MATERIAL TO PROCESS:

<<<<

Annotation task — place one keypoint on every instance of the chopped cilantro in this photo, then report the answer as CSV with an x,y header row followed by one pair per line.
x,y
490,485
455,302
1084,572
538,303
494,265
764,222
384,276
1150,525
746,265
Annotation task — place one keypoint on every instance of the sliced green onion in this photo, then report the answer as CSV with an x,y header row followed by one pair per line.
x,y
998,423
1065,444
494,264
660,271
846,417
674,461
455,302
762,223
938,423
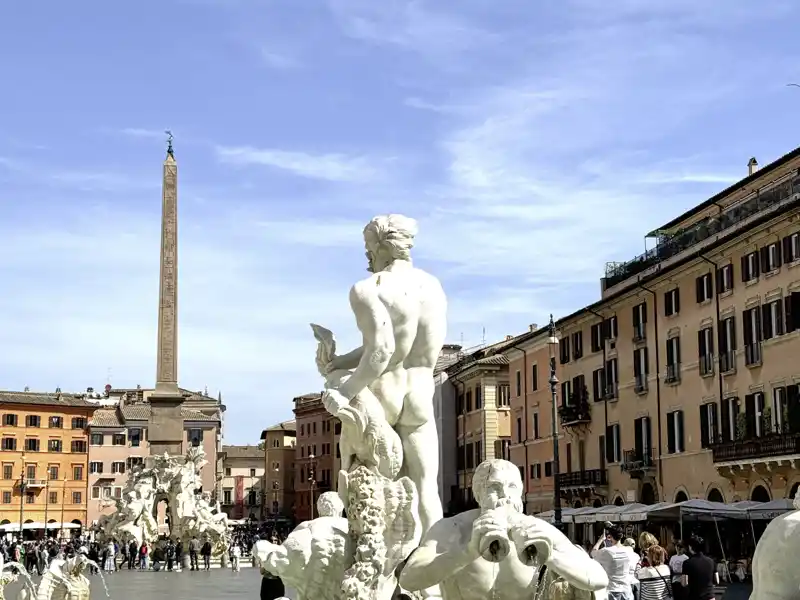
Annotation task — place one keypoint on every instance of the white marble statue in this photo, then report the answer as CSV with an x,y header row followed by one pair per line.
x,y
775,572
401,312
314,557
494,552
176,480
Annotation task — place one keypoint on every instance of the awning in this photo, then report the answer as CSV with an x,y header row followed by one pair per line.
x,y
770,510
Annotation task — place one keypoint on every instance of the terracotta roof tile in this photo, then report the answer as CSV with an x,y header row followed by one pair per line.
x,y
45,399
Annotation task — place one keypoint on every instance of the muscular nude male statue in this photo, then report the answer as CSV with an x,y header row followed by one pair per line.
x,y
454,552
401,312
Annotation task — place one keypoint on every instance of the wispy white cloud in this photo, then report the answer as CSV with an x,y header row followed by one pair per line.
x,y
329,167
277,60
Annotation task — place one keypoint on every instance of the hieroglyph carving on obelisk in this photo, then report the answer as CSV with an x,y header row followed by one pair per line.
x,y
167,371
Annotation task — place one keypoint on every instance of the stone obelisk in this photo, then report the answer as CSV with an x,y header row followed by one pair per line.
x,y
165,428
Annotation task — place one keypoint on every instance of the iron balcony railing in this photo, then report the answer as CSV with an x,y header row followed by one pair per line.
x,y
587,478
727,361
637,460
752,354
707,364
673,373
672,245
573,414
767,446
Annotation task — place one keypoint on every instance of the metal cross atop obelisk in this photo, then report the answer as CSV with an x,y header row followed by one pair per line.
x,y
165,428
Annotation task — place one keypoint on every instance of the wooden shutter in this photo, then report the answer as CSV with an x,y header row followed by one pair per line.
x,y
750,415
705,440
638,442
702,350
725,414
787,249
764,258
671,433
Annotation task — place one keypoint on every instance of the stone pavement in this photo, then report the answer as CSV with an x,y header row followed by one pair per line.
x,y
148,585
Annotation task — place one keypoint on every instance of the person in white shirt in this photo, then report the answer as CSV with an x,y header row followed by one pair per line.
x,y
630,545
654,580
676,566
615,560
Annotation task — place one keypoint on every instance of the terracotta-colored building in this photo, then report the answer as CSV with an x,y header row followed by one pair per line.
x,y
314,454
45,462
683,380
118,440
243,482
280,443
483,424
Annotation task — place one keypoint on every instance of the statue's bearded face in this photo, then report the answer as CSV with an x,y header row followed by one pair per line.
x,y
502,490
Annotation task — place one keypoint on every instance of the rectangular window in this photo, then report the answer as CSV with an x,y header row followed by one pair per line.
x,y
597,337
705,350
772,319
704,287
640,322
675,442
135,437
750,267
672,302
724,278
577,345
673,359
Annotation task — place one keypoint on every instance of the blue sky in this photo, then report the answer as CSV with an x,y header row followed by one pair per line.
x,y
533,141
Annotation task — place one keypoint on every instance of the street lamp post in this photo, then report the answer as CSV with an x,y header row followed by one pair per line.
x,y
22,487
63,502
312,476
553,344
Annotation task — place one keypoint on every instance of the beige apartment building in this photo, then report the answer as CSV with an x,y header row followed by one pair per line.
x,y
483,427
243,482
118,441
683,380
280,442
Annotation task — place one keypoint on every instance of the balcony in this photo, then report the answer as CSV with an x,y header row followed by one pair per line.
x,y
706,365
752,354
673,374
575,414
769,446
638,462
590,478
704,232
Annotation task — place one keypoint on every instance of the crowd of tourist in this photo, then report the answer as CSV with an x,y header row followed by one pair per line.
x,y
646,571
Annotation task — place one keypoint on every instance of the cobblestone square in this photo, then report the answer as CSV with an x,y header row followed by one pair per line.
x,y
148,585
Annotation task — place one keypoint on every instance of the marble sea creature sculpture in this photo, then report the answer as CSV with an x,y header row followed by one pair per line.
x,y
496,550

>>>>
<<<<

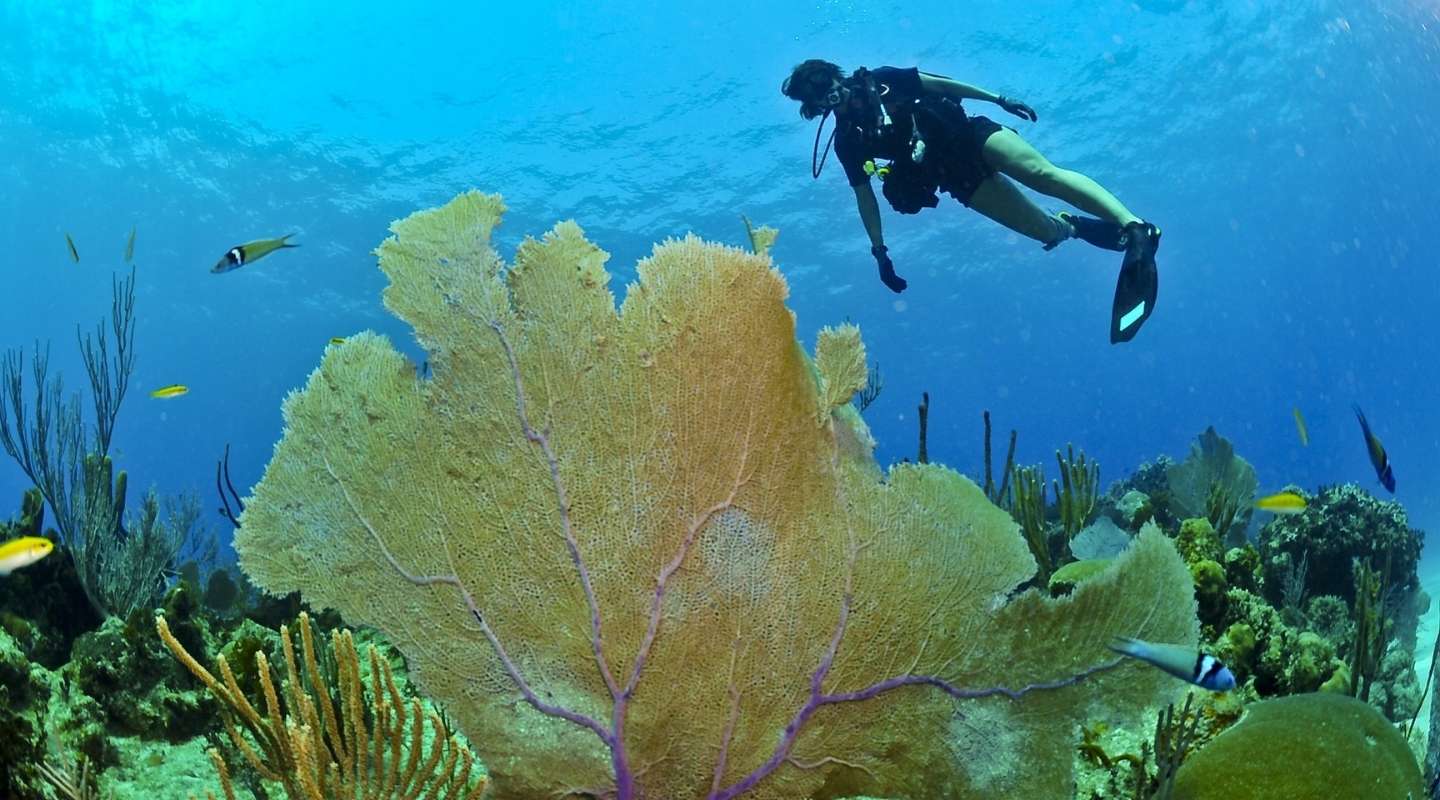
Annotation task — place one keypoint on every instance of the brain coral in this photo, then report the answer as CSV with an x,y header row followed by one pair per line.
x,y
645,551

>>>>
<<<<

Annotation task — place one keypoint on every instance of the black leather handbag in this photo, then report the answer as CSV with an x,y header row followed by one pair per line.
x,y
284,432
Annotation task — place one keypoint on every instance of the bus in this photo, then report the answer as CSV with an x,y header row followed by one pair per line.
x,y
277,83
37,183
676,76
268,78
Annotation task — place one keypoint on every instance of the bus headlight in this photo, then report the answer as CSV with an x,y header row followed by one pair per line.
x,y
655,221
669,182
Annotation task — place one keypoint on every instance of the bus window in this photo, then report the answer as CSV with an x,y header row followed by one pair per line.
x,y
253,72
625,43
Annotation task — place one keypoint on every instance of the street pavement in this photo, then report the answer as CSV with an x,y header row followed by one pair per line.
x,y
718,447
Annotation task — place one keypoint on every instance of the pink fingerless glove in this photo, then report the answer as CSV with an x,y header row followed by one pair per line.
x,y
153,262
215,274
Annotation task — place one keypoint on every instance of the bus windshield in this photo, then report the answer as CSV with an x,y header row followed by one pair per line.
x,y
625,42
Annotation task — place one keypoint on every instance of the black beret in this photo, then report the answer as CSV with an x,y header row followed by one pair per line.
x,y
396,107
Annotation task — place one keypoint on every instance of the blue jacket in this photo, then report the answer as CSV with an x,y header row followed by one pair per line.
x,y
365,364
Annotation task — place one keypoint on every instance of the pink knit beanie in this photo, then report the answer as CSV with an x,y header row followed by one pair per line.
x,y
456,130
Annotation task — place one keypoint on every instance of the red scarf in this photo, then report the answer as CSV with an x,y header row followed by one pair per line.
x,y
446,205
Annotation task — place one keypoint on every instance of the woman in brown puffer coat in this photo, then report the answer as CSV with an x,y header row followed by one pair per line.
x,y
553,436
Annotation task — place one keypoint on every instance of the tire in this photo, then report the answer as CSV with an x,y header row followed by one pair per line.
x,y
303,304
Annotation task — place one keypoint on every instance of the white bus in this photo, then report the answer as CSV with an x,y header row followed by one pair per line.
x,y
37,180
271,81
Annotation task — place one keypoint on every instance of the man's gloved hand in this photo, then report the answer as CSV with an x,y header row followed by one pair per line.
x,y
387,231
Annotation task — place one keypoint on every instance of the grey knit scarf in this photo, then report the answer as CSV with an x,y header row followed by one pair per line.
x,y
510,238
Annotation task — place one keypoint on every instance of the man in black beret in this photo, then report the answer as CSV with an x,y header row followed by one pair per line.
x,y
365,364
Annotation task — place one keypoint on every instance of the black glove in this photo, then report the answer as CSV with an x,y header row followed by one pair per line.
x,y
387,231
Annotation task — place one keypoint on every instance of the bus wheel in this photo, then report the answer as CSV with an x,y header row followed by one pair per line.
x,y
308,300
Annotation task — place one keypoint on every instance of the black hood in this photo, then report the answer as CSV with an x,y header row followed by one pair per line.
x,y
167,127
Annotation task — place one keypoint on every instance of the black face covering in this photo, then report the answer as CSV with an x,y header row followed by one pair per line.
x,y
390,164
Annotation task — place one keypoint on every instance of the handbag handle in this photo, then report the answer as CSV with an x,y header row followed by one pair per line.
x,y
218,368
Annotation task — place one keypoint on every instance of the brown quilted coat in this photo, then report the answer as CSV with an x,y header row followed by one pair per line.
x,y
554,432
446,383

>>>>

INSTRUCTION:
Count the lines in the records above that contain the word "terracotta". Give the number only.

CORRECT OUTPUT:
2